▶ **THE EXERCISE**
Rewrite the listing below so that every occurrence of "for this lesson" becomes "for this exercise", keeping all other text the same.

▶ **PROVIDED RECORDS**
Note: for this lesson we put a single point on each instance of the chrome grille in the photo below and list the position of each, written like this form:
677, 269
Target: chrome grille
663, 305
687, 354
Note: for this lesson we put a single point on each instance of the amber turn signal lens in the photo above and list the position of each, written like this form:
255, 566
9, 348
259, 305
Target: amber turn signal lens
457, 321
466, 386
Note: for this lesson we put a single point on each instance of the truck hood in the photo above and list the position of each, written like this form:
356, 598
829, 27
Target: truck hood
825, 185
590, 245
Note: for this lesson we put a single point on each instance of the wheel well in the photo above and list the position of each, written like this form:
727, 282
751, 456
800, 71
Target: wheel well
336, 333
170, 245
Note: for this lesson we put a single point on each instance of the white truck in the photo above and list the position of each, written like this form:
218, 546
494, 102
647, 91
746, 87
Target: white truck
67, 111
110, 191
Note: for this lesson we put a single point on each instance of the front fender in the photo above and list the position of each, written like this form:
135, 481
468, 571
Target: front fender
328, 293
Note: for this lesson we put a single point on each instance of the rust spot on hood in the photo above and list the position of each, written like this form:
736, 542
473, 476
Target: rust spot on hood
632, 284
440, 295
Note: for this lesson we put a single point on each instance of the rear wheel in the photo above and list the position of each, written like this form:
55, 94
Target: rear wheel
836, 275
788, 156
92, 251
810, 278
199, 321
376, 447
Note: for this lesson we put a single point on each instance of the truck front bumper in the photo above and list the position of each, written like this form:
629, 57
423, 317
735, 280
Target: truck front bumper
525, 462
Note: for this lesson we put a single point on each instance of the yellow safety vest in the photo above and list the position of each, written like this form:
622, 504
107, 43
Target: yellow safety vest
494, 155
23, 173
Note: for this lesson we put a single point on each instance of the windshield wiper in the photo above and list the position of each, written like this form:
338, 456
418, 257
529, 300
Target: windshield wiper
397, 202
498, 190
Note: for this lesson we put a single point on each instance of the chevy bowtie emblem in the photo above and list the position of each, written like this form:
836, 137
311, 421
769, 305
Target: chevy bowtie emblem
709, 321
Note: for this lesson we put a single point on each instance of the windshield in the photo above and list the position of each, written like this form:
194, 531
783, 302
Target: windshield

▶ **RESPONSE**
Note: for this exercise we put a single point on each instance of the chrome grille in the photo below and list the position of each, written like this form:
677, 269
Target: chrome grille
663, 305
687, 354
Note: for this exercise we put a single point on each instance of the amber turn signal lens in the photo above and list the position of each, written like this form:
255, 566
9, 348
259, 305
Target: amber turn signal lens
457, 321
466, 386
Note: for this exercise we put a single point on each instance of the truck hood in the photo above and list the position of each, written like this form:
356, 598
829, 27
Target: truck hood
825, 185
590, 245
Note: for this exercise we put a single point on each instance of the wheel well in the photo above and list the position of each, written like this form:
727, 282
751, 456
800, 71
Target: wheel well
336, 333
170, 245
Note: for this exercise we put a single point on each instance of the white truck in the photo above and list the position of each, written like this form:
218, 546
494, 102
647, 91
746, 87
Target: white truck
67, 111
110, 191
Note: for this exercise we put a single point on each instance of the front fender in the photo above and list the position of each, written like this form:
135, 481
468, 571
Target: front fender
328, 293
Note: for this exercise we put a single point on each instance of the rust spot on hood in the photo above and list the position of each, written like this form:
736, 542
473, 476
Target: rust spot on hood
632, 284
440, 295
Note: for this exercise we put a single point on each instance of the rear wheel in the photo above and list the position of each, written like this form:
55, 94
Target: rear wheel
836, 275
788, 156
92, 251
810, 278
199, 321
376, 447
Note: for this exercise we put a single point on each instance of the truck front bumper in the photo above and list the position of each, written like this form:
629, 57
423, 317
735, 280
Target: truck front bumper
525, 462
Note: for this exercise we put a single point on each instance of the yellow safety vest in the photo above and list the position of each, written like this form:
622, 504
107, 43
Target: yellow safety vest
494, 155
23, 173
Note: for this exercise we put a single point on each instance of the windshield wiper in the photo above and list the position of each, written like this form:
338, 456
418, 257
529, 300
Target: windshield wiper
397, 202
498, 190
Note: for this exercise we put a single point on each instance of the chevy bowtie emblem in the photo above and list the position of each, written like this form:
836, 137
311, 421
769, 305
Target: chevy bowtie emblem
709, 321
Note: for this exercise we put a single point on each instance of the windshield in the photo above and list the position of each, written like this form:
194, 531
783, 302
Target: windshield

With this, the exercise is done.